Zambia debt restructuring ‘stalled’ – finance minister

By Rachel Savage

LONDON (Reuters) -Zambia’s debt restructuring process has “stalled” as it awaits the formation of a creditor committee, Finance Minister Situmbeko Musokotwane said on Thursday at the International Monetary Fund (IMF) Spring Meetings.

“We’ve been waiting for the committees to sit,” Musokotwane told IMF African Department director Abebe Selassie in a ‘Governor Talk’ interview broadcast by the fund.

“And while we are here I hope we can get some clarity from you and your colleagues from the World Bank on how we can move forward. Because for now it is stalled,” he continued.

Zambia was the first country to default in the pandemic era, in November 2020, as it buckled under debt of more than 120% of GDP. The debt hit $31.74 billion at the end of 2021, 17% higher than six months earlier, according to official Zambian data.

Zambia reached a staff level agreement with the IMF on a $1.4 billion, three-year credit facility in December 2021.

Musokotwane, who also described the restructuring as a “stalemate,” told parliament on March 25 that the creditor committee would be announced “within the next few weeks” and has said he hopes for a formal IMF deal by mid-year.

Selassie had asked what the international community could do to address what he described as the “unresolved… debt challenge”.
# # # # #
PROBLEMS TO SOLVE →
- A) Reproduce the portion of the Zambia debt article that begins at the words "Zambia was the" and stops after the words "official Zambian data.".
- B) Extend the article on Zambia's stalled debt restructuring, picking up after its last sentence.
The material is unrelated to the article on Zambia's debt restructuring.

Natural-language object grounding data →
# # # # #
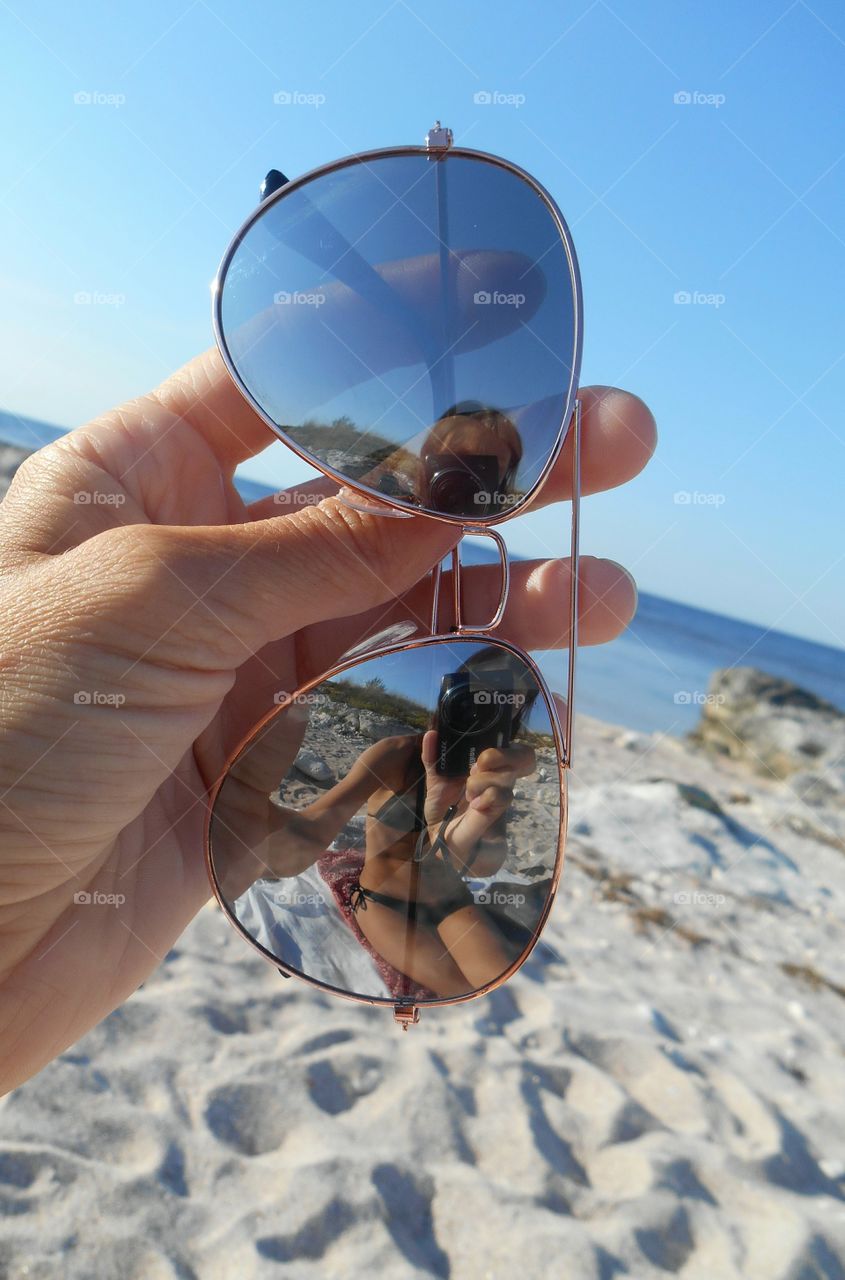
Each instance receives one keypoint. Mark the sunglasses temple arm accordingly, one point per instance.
(574, 583)
(442, 371)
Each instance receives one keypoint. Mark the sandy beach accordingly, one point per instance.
(657, 1092)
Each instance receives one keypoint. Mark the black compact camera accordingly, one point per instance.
(475, 712)
(462, 487)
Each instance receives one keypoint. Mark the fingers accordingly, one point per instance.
(537, 615)
(619, 435)
(215, 594)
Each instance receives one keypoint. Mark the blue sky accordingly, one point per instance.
(732, 197)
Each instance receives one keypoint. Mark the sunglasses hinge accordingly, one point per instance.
(406, 1015)
(458, 625)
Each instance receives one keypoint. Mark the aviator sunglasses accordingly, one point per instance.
(409, 321)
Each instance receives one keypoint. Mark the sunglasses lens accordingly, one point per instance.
(410, 324)
(394, 832)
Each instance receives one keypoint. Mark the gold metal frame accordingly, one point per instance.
(406, 1013)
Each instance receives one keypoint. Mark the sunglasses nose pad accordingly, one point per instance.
(369, 506)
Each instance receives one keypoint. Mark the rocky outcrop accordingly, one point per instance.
(777, 728)
(10, 458)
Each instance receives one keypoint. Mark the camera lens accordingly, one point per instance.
(455, 490)
(469, 711)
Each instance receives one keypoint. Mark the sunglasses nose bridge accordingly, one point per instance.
(460, 626)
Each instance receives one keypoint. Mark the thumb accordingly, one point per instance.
(224, 589)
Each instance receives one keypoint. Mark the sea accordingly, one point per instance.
(652, 679)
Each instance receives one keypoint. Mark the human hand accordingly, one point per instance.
(178, 612)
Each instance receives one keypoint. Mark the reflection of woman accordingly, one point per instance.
(466, 464)
(406, 892)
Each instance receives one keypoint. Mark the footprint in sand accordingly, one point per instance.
(337, 1086)
(250, 1118)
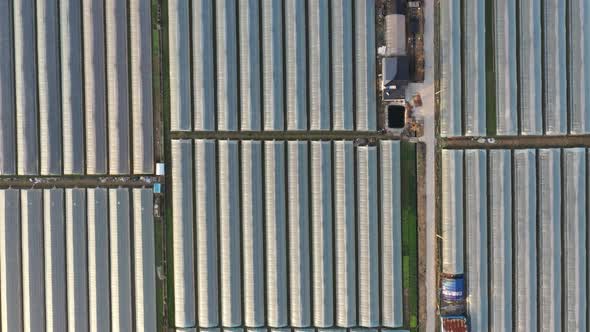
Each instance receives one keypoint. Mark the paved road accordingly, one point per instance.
(426, 90)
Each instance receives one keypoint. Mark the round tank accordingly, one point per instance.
(453, 288)
(395, 34)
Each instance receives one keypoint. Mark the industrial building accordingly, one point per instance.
(78, 259)
(298, 245)
(76, 88)
(524, 252)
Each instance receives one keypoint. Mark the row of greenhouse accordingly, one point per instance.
(539, 72)
(271, 65)
(75, 87)
(77, 259)
(297, 245)
(514, 222)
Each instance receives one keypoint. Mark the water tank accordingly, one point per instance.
(453, 288)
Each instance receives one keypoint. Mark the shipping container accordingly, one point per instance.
(452, 289)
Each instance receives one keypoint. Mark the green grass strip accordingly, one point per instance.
(409, 234)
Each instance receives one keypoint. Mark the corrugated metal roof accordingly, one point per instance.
(253, 232)
(250, 83)
(267, 53)
(476, 238)
(526, 196)
(474, 68)
(537, 89)
(291, 181)
(365, 59)
(391, 234)
(579, 47)
(322, 228)
(530, 75)
(574, 237)
(505, 64)
(500, 209)
(549, 187)
(62, 245)
(452, 212)
(345, 228)
(319, 64)
(525, 231)
(555, 67)
(450, 73)
(298, 233)
(59, 81)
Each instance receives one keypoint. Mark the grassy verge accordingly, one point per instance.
(409, 235)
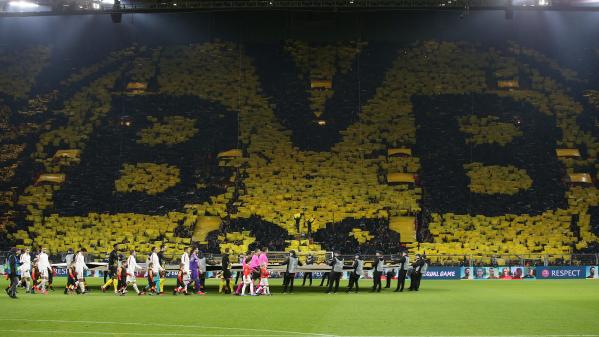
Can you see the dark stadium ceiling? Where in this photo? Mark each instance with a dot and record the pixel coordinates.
(71, 7)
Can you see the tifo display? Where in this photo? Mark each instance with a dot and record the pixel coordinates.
(449, 149)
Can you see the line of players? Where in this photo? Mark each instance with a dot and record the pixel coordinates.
(37, 275)
(192, 272)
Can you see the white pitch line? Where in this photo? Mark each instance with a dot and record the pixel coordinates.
(208, 335)
(61, 332)
(287, 333)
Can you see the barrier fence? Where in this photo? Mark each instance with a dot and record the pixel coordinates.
(441, 267)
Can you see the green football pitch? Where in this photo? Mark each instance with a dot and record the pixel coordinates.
(441, 308)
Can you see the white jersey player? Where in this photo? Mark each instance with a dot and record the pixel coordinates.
(43, 266)
(80, 268)
(132, 268)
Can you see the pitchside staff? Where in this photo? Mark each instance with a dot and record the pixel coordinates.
(404, 262)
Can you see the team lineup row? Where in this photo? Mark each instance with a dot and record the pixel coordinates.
(121, 273)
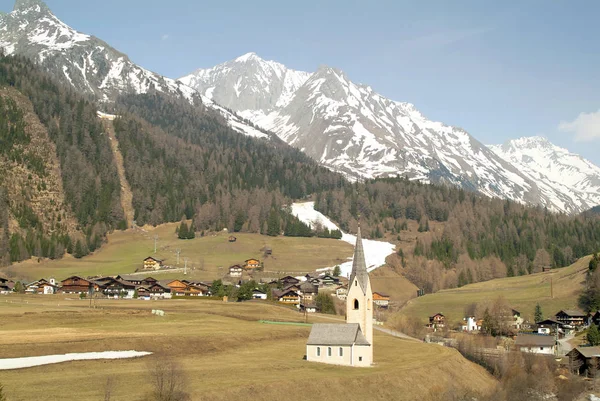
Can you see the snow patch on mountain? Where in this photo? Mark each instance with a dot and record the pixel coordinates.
(375, 251)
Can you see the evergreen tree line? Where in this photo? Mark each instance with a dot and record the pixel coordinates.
(89, 175)
(482, 238)
(182, 160)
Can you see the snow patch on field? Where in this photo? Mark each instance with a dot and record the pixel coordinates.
(375, 251)
(28, 362)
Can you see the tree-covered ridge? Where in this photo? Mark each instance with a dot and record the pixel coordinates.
(88, 174)
(243, 162)
(511, 238)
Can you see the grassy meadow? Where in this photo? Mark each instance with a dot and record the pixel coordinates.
(222, 349)
(522, 293)
(208, 257)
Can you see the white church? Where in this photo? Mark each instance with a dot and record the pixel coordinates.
(349, 343)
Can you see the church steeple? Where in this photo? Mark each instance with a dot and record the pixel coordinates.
(359, 266)
(359, 301)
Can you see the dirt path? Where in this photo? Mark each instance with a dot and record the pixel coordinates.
(126, 195)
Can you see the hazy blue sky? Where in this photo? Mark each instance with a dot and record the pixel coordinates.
(500, 70)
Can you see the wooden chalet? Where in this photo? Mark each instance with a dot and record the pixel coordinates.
(381, 300)
(328, 280)
(289, 280)
(251, 264)
(437, 321)
(288, 296)
(308, 307)
(308, 291)
(571, 317)
(137, 279)
(6, 285)
(78, 285)
(258, 294)
(184, 288)
(236, 271)
(118, 288)
(151, 263)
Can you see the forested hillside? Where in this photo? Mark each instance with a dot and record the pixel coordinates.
(89, 184)
(481, 239)
(190, 163)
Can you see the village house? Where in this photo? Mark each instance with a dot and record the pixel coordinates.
(115, 288)
(536, 343)
(341, 292)
(42, 286)
(235, 271)
(349, 343)
(571, 317)
(258, 294)
(549, 327)
(78, 285)
(584, 360)
(289, 281)
(183, 288)
(289, 297)
(308, 291)
(152, 264)
(516, 321)
(437, 321)
(328, 280)
(251, 264)
(308, 307)
(381, 300)
(6, 285)
(471, 324)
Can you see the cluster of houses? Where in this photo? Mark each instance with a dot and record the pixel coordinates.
(121, 286)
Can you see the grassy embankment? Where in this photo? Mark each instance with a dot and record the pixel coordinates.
(522, 293)
(225, 352)
(208, 257)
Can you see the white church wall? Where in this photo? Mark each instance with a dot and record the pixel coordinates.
(320, 353)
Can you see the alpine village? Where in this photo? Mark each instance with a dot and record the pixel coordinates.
(252, 231)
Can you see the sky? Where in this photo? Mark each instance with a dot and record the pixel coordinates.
(500, 70)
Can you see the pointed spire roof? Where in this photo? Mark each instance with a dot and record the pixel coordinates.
(359, 266)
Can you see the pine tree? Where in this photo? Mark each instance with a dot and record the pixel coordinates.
(79, 251)
(183, 232)
(538, 316)
(593, 335)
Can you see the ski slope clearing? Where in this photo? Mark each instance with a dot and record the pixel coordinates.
(28, 362)
(375, 251)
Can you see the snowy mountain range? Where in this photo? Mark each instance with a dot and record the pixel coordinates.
(89, 64)
(345, 126)
(354, 130)
(554, 168)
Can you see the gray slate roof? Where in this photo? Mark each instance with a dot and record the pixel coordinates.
(336, 334)
(589, 352)
(535, 340)
(359, 266)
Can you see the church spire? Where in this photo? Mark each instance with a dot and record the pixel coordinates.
(359, 266)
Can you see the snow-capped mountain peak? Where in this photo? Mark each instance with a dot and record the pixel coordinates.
(555, 168)
(353, 129)
(88, 64)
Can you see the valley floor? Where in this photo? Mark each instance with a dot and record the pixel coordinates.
(222, 348)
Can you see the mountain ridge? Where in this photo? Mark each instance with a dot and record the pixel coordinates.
(352, 129)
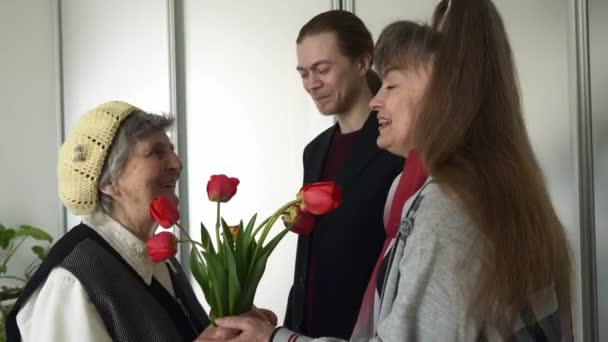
# # # # #
RESULTS →
- A)
Zambia was the first country to default in the pandemic era, in November 2020, as it buckled under debt of more than 120% of GDP. The debt hit $31.74 billion at the end of 2021, 17% higher than six months earlier, according to official Zambian data.

- B)
At a second event on Thursday, Musokotwane criticised the Common Framework debt restructuring process, which was launched by the Group of 20 (G20) leading economies in 2020 in response to the coronavirus pandemic.

“Unfortunately we are now in the fourth month from the time when we thought we would quickly move to the discussion with creditors. Nothing has happened,” he told a side event hosted by the Atlantic Council, a think-tank.

“So we’ve come here to complain and also discuss with the leaders of the G20, the leaders of the Common Framework.”

Musokotwane said Zambia had fulfilled its commitments and contrasted the Common Framework process with what he said was the clearer Heavily Indebted Poor Countries (HIPC) debt relief programme first set up by the IMF and World Bank in 1996.

Having signed up for the Common Framework more than a year ago, Ethiopia and Chad have also yet to receive debt relief.